[Start of section]

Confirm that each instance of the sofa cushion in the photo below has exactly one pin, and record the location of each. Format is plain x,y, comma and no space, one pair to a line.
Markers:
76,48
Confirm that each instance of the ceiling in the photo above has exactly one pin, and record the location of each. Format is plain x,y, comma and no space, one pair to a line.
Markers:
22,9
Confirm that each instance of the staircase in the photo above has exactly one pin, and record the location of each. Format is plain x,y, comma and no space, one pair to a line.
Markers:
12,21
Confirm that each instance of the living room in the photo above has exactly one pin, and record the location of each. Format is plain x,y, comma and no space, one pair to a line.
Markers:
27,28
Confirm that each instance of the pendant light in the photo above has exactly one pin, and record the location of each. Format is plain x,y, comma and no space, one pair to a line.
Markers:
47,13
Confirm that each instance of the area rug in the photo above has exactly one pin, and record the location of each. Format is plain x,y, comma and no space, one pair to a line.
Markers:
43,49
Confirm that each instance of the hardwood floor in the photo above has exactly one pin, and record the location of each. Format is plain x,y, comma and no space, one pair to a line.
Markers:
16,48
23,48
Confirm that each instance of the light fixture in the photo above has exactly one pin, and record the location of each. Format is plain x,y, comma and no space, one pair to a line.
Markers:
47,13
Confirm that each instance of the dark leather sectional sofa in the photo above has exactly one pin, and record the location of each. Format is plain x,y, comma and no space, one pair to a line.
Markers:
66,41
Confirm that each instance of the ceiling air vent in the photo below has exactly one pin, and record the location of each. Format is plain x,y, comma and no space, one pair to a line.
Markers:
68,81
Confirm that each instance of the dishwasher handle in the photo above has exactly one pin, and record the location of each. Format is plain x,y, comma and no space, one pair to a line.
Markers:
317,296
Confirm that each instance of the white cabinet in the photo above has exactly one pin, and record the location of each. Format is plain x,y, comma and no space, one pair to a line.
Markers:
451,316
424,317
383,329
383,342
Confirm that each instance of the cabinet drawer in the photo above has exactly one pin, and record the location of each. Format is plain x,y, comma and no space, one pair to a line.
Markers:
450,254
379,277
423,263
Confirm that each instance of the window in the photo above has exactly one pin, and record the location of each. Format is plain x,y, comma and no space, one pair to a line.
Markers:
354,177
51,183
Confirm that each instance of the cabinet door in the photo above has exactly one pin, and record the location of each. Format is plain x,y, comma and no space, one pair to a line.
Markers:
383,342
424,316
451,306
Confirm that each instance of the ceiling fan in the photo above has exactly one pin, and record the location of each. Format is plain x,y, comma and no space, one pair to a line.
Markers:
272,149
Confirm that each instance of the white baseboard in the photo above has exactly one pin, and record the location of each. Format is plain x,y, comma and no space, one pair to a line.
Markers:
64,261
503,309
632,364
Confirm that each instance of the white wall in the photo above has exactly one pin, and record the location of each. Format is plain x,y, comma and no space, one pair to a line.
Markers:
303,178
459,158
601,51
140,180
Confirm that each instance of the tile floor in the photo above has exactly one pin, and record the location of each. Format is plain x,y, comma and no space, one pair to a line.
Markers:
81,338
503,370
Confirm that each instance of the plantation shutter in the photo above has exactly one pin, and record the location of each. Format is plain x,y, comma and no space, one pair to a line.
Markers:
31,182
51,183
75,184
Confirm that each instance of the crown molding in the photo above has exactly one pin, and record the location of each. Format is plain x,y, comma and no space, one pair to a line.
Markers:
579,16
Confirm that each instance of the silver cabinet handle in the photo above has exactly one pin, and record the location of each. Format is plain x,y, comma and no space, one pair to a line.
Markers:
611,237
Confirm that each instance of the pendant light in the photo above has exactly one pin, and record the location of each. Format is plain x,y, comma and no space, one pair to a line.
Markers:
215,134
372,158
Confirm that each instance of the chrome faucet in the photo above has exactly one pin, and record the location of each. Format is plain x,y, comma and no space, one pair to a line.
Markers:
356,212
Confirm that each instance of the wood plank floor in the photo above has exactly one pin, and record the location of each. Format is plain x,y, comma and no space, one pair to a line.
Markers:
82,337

[End of section]

**WHAT NEEDS TO BE DONE**
Repeat all of the records verbatim, leaving nothing out.

**PROBLEM SOLUTION**
Confirm that each instance of the sofa cushion in the photo below has exactly one pin, and record the location of each. Format is plain x,y, comma and no space, one pair to a line.
Markers:
76,48
Confirm that each instance of the ceiling in the photo above has exactly one pin, and record the location of each. Format is plain x,y, comma and no space, one pair to a line.
Markers:
22,9
Confirm that each instance of the staircase in the photo above has exactly one pin, and record the location of each. Format is plain x,y, comma and no space, one pair to a line.
Markers:
12,21
Confirm that each instance of the living room in the photo above has exactly one pin, and record the location of each. Format is plain x,y, comma and no space, one pair to a line.
Markers:
27,28
Confirm that each instance of the pendant light in the photo above has exactly one pin, and record the location of each. Format is plain x,y, comma and no space, one pair to a line.
Markers:
47,13
Confirm that each instance of the area rug in the photo above has exactly one pin, and record the location of each. Format is plain x,y, comma and no space, one pair to a line.
Markers:
43,49
Confirm that each instance of the hardwood floor in the photo above has exactly one pin, and record the location of each. Format is plain x,y, comma and no space, one pair to a line.
Markers:
16,48
23,48
Confirm that each instance of the light fixture in the photo above has exactly one pin, and record the location of each. Format is plain x,y, comma and no space, one pair to a line.
Markers:
47,13
Confirm that each instance of the dark leather sectional sofa in the photo above has exactly one pin, and record the location of each. Format is plain x,y, comma and no space, one pair to a line.
Markers:
66,41
Confirm that each instance of the ceiling air vent in the photo below has exactly one pin, and record the location of each. Format is plain x,y, comma and no space, one pair to a line.
Markers:
68,81
Confirm that each instance of the dishwasher handle in the photo above has exactly one pin, and record the location of each. Format is plain x,y, comma and no space, one pair to a line.
Markers:
317,296
Confirm that each instance of the white cabinet in the photo above has exactly one pin, and record the location of each. Format is plain x,y, comma and no space, one pair to a line.
Markers:
451,316
424,317
383,329
383,342
Confirm that each instance of the cabinet drawer in the photo above has exactly one pin, and record the location of each. Format is plain x,y, comma and no space, one pair to a line.
Markers:
450,254
379,277
423,263
Confirm that each instance of the window in the photo above has exactly one pin, and record the location of each. Format is plain x,y, comma and no space, one pair to a line.
Markers:
354,177
51,183
Confirm that each instance of the cabinet door in the photo above has exactly one pin, and record the location of each. Format is plain x,y, comma and no space, one pair to a line.
Markers:
383,342
424,316
451,306
Confirm that each instance of the ceiling fan in the photo above has exactly one pin, and record the location of each. Format is plain x,y, comma and no space, one pair to a line.
Markers:
272,149
Confirm that each instance of the white baseboard in the photo above has exactly one pin, and record the location of each. Format is plain x,y, comma and no space, one pair to a line.
Markers:
64,261
503,309
632,364
Confirm that each instance of the white wall in the photo above has exactly one pin, and record the location of each. Format is plain x,y, comma and no space, one pair to a line.
Markers:
303,178
459,158
601,51
140,180
Confirm that each instance of the tile floor in the photo above has exactly one pin, and record the location of each. Format is plain x,y, comma and no space, one pair to a line.
Markers:
81,338
503,370
Confirm that each instance of the plantation shutter in the photo above has exactly one pin, and record the location of each. Format is plain x,y, comma and no space, one pair to a line.
Markers:
31,182
51,183
75,184
Confirm that each instance of the crown molding in the photo above has exactly one pin, and record the location of each. Format is plain x,y, comma and no space, one pair to a line.
Markers:
579,16
Confirm that each instance of the silver cabinet handle in the photo above has exactly one pin, and record the location of each. Format is plain x,y, comma and no space, one pair to a line.
Markers:
611,237
Confirm that each instance of the pendant light in the photo above has exactly one pin, and record the location of each. Format is plain x,y, comma and no space, one pair to a line.
Markers:
215,134
372,158
Confirm that each instance of the chrome faucet in the photo above has exactly one pin, and record the location of each. Format is plain x,y, comma and no space, one pair to a line.
Markers:
356,212
Confirm that each instance of the wood plank floor in the photo above has exactly one pin, and record the location of each. Format is plain x,y, comma and no space, one pair to a line.
Markers:
82,337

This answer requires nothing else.